● DATA
********

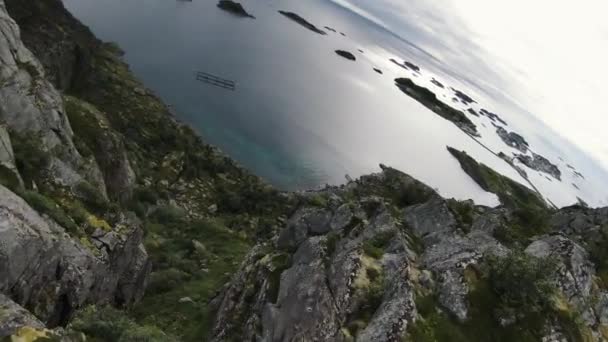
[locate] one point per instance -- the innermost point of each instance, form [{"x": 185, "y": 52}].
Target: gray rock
[
  {"x": 306, "y": 221},
  {"x": 512, "y": 139},
  {"x": 342, "y": 217},
  {"x": 13, "y": 317},
  {"x": 575, "y": 271},
  {"x": 449, "y": 258},
  {"x": 31, "y": 106},
  {"x": 430, "y": 220},
  {"x": 8, "y": 169},
  {"x": 42, "y": 268}
]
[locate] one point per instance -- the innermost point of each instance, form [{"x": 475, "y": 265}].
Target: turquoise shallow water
[{"x": 300, "y": 116}]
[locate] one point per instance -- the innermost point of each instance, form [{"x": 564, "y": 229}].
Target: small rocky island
[
  {"x": 512, "y": 139},
  {"x": 346, "y": 55},
  {"x": 541, "y": 164},
  {"x": 430, "y": 100},
  {"x": 412, "y": 66},
  {"x": 295, "y": 17},
  {"x": 235, "y": 8},
  {"x": 437, "y": 83}
]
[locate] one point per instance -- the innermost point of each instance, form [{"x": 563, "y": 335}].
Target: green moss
[
  {"x": 517, "y": 287},
  {"x": 375, "y": 246},
  {"x": 9, "y": 178},
  {"x": 278, "y": 263},
  {"x": 45, "y": 205},
  {"x": 30, "y": 157},
  {"x": 463, "y": 212},
  {"x": 318, "y": 201},
  {"x": 91, "y": 197},
  {"x": 370, "y": 295},
  {"x": 30, "y": 68},
  {"x": 596, "y": 243},
  {"x": 511, "y": 193},
  {"x": 394, "y": 187},
  {"x": 111, "y": 325}
]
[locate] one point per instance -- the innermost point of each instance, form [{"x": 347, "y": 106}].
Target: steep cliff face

********

● TASK GOAL
Transcribe all the data word for word; the images stay out.

● ANSWER
[locate] one point per instance -- the innermost point of each instance, form [{"x": 185, "y": 52}].
Target: gray rock
[
  {"x": 306, "y": 221},
  {"x": 512, "y": 139},
  {"x": 342, "y": 217},
  {"x": 13, "y": 317},
  {"x": 575, "y": 271},
  {"x": 449, "y": 258},
  {"x": 31, "y": 106},
  {"x": 430, "y": 220},
  {"x": 8, "y": 169},
  {"x": 42, "y": 268}
]
[locate] one point per instance -- the innermost point of each instance, form [{"x": 475, "y": 265}].
Target: turquoise shallow water
[{"x": 300, "y": 116}]
[locate] one point per instance -- the innermost point of each instance, form [{"x": 564, "y": 229}].
Target: small rocky island
[
  {"x": 512, "y": 139},
  {"x": 346, "y": 55},
  {"x": 541, "y": 164},
  {"x": 430, "y": 100},
  {"x": 412, "y": 66},
  {"x": 295, "y": 17},
  {"x": 235, "y": 8},
  {"x": 437, "y": 83}
]
[locate] one point per instance -- the innermost point of each instance, form [{"x": 563, "y": 335}].
Target: green moss
[
  {"x": 517, "y": 287},
  {"x": 375, "y": 246},
  {"x": 9, "y": 178},
  {"x": 278, "y": 263},
  {"x": 45, "y": 205},
  {"x": 30, "y": 157},
  {"x": 463, "y": 212},
  {"x": 318, "y": 201},
  {"x": 91, "y": 197},
  {"x": 370, "y": 295},
  {"x": 30, "y": 68},
  {"x": 596, "y": 243},
  {"x": 511, "y": 193},
  {"x": 394, "y": 187},
  {"x": 111, "y": 325}
]
[locate] one point per instance -- the innermost point of each instance, form [{"x": 347, "y": 106}].
Target: steep cliff face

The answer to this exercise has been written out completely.